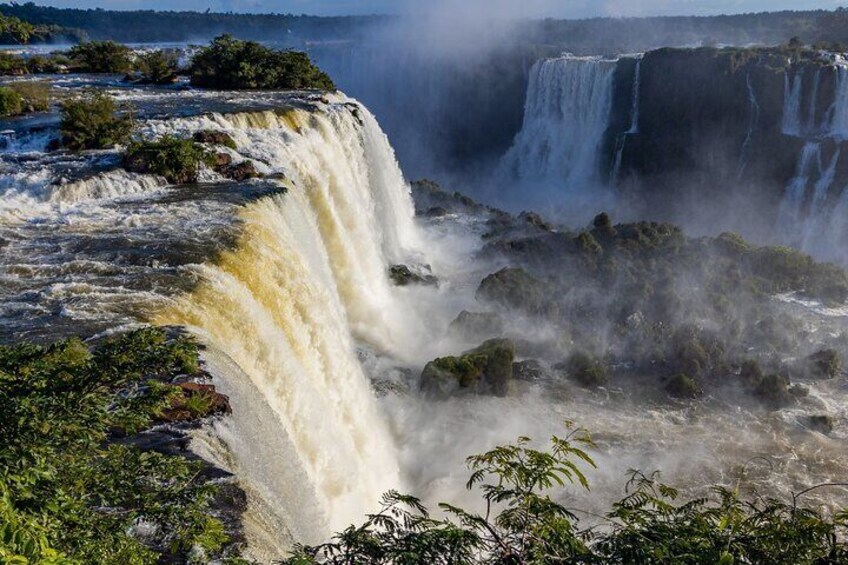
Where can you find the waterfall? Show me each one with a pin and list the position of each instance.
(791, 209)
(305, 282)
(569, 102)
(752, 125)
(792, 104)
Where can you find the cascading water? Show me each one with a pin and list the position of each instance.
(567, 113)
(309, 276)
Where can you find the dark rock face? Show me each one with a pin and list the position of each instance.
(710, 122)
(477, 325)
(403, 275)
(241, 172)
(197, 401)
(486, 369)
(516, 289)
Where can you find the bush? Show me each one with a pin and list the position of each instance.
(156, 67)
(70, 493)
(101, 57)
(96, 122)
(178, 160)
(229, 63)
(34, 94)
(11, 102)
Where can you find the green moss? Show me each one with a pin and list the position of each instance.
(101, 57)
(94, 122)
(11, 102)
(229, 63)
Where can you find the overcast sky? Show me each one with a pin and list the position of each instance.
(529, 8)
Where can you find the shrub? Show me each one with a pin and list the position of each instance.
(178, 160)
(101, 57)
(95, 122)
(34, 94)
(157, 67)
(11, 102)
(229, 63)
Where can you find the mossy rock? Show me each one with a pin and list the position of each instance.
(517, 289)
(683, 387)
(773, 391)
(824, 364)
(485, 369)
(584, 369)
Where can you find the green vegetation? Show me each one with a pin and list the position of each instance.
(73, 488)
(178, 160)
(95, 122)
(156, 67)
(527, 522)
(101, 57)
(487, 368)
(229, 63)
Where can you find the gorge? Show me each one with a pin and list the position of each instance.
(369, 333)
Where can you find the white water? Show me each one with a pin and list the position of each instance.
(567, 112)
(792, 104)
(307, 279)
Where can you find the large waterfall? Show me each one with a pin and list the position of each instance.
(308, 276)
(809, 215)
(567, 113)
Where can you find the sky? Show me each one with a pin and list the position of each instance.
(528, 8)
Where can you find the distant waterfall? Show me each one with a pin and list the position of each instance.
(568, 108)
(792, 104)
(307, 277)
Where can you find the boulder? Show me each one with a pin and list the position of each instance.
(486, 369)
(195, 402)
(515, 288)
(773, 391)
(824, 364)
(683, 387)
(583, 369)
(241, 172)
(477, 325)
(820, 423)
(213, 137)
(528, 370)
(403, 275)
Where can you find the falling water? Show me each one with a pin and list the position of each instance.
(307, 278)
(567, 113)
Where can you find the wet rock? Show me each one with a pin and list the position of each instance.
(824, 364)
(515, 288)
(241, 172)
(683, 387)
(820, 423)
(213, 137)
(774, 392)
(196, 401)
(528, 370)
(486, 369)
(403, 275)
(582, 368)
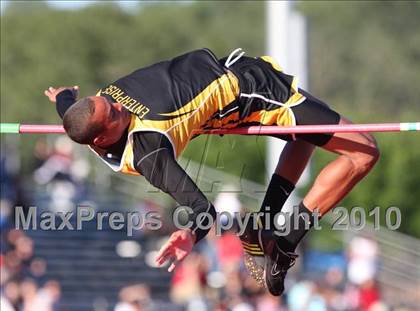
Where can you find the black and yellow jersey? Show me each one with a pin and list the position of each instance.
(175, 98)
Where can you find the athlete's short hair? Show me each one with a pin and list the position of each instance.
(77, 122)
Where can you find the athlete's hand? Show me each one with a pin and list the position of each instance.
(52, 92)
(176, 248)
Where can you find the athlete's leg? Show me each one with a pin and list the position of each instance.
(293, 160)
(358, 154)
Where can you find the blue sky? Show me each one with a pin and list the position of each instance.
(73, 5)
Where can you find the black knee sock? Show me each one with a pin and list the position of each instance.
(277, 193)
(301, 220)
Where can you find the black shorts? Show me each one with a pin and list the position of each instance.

################

- Task objective
Print every entry above word for word, leaving out the pictures.

- Exercise response
Where can you find the waterfall? Show me each one with a pin and list the position of each instance.
(791, 209)
(305, 282)
(569, 102)
(752, 125)
(792, 104)
Where can you find the cascading water? Show me each one with a pin and list the position of each instance.
(567, 113)
(309, 276)
Where can you find the dark rock face? Show me each one with a pin and list the position of each instance.
(710, 122)
(477, 325)
(403, 275)
(241, 172)
(197, 401)
(486, 369)
(516, 289)
Where can you find the bush? Show me each one with a pin and list the position of each instance.
(156, 67)
(70, 493)
(101, 57)
(96, 122)
(178, 160)
(229, 63)
(34, 94)
(11, 102)
Where can you find the green moss? Show me each one with a pin and list the position of each instance.
(101, 57)
(94, 122)
(11, 102)
(229, 63)
Where can you find the overcast sky? Show me each one with a pin and list the position of each instance.
(529, 8)
Where can you find the shrub? Show me each one with a pin and list the position of each instance.
(178, 160)
(101, 57)
(95, 122)
(34, 94)
(157, 67)
(11, 102)
(229, 63)
Where can you find the mossy rock? Show me each one with a pin and list the position of each instance.
(517, 289)
(683, 387)
(773, 391)
(824, 364)
(485, 369)
(584, 369)
Where can you find the green vegetation? Show me each one with a pin and list the position of each instance.
(73, 488)
(178, 160)
(95, 122)
(156, 67)
(527, 522)
(101, 57)
(487, 368)
(229, 63)
Where can you find the gorge? Show me each one with a pin and list the position of each instance.
(369, 333)
Where can you find the white water? Show me each one with a pin and list the position of each instance.
(567, 112)
(792, 104)
(307, 279)
Where can you find the large waterfall? Show me each one with a pin and list the position of each instance.
(308, 276)
(809, 215)
(567, 113)
Where can you find the sky? Show me each one with a pin and list the position of each instance.
(528, 8)
Where can you find the distant waterfall? Show me each one with a pin and list the position of each instance.
(568, 108)
(792, 104)
(307, 277)
Where can you find the boulder? Show me each one with a pin and list the position of each instance.
(486, 369)
(195, 402)
(515, 288)
(773, 391)
(824, 364)
(683, 387)
(583, 369)
(241, 172)
(477, 325)
(820, 423)
(213, 137)
(528, 370)
(403, 275)
Where can you find the falling water? Show me each one with a pin and list the position of each instance.
(307, 278)
(567, 113)
Where can you find the wet rock? Show me each one with a pin and list the position of each instance.
(824, 364)
(515, 288)
(241, 172)
(683, 387)
(820, 423)
(213, 137)
(774, 392)
(196, 401)
(528, 370)
(486, 369)
(403, 275)
(582, 368)
Where can you find the black and yellow jersey? Show me each one with a pin and list the position of each instance.
(175, 98)
Where can you find the athlete's short hair? Show me each one with a pin and list the position of each instance.
(77, 122)
Where can you find the athlete's hand? Show me each one with a pin and list the position of each instance.
(52, 92)
(176, 248)
Where can you find the athlete's leg? Show me each one with a pin and list the position of each instance.
(293, 160)
(358, 154)
Where can you find the blue sky? Show me each one with a pin and list the position of each instance.
(73, 5)
Where can you find the black knee sock? Show me each one with a pin and list the position of each instance.
(277, 193)
(301, 220)
Where can you find the black shorts? Show me each one with a pin and list the position of each instance.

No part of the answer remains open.